* [Task goal]:
Copy out all of the material. Every line must match the original.

* [Data section]:
━━━━
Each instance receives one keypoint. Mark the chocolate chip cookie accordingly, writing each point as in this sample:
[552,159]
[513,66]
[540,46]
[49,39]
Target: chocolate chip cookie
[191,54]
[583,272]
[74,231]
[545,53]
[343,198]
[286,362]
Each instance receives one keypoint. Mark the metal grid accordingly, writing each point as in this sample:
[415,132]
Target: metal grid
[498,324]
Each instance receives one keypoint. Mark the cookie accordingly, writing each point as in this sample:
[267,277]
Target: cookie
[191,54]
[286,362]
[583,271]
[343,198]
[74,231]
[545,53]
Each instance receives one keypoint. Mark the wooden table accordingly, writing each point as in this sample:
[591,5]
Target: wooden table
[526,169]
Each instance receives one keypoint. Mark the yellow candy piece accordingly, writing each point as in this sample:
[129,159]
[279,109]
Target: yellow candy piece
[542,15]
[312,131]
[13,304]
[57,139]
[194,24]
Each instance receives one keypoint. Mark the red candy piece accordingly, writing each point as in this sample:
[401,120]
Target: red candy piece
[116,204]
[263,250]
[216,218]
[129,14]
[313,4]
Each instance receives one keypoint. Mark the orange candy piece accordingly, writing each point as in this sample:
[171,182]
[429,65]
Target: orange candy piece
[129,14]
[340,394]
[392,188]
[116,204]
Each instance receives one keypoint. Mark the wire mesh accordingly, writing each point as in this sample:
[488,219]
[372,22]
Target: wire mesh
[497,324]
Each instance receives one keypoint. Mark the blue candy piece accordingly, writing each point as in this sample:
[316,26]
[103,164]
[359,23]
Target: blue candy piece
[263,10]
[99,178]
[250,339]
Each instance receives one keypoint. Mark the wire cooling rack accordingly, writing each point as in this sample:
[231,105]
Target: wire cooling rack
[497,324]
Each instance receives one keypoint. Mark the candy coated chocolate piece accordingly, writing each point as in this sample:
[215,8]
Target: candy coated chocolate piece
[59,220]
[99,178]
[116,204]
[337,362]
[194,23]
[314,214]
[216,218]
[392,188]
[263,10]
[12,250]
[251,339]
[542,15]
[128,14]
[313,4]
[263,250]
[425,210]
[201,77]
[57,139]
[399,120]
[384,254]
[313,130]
━━━━
* [Result of the exercise]:
Each instance receives one keypoint. Mark the chocolate chip cookie accordingly, writing each point as in this sample:
[552,159]
[513,66]
[540,46]
[49,39]
Target: chocolate chip cookie
[191,54]
[583,272]
[74,231]
[545,53]
[343,198]
[286,362]
Each instance receives one keypoint. Mark the metal grid accordingly, writing each point as in this sample:
[415,132]
Target: metal grid
[498,324]
Each instance receives one keypoint. Mark the cookie accordingly, writing each point as in this sample:
[267,277]
Target: cookie
[191,54]
[286,362]
[583,271]
[343,198]
[74,231]
[545,53]
Each instance receives one keypoint. Mark the wooden table accordingly, writing each point as in this sample:
[591,5]
Target: wooden table
[526,169]
Each instance receives one keypoint. Mark the yellow candy piece accordingly, writing each point as in this sample:
[129,159]
[279,109]
Target: yellow candy piece
[542,15]
[312,131]
[13,304]
[57,139]
[194,24]
Each instance receives one keypoint. Mark the red candy piece accordingly, writing each point as in this sample:
[401,120]
Target: red candy piece
[116,204]
[263,250]
[216,218]
[129,14]
[313,4]
Each instance receives one keypoint. Mark the orange candy piece accordingly, writing each point as in this sample:
[171,182]
[429,65]
Target: orange candy piece
[129,14]
[340,394]
[392,188]
[116,204]
Each instance receives one keypoint. Mark the wire mesh accordingly, writing each point as in this sample:
[488,219]
[372,22]
Target: wire mesh
[497,324]
Each instance receives one keypoint. Mark the blue candy piece accordingly, writing each point as in this sample:
[316,26]
[103,164]
[359,23]
Target: blue candy piece
[263,10]
[99,178]
[250,339]
Each instance receives one keypoint. Mark the wire cooling rack accordingly, writing each point as in this sample:
[231,105]
Target: wire cooling rack
[497,324]
Each instance receives one keypoint. Mark the candy coated chocolate piece accordingly, writing each point as in this sample:
[215,8]
Target: candy coated chocolate piece
[59,220]
[99,178]
[116,204]
[337,362]
[194,23]
[314,214]
[216,218]
[392,188]
[263,10]
[12,250]
[251,339]
[542,15]
[128,14]
[313,4]
[263,250]
[425,210]
[201,77]
[57,139]
[399,120]
[384,254]
[313,130]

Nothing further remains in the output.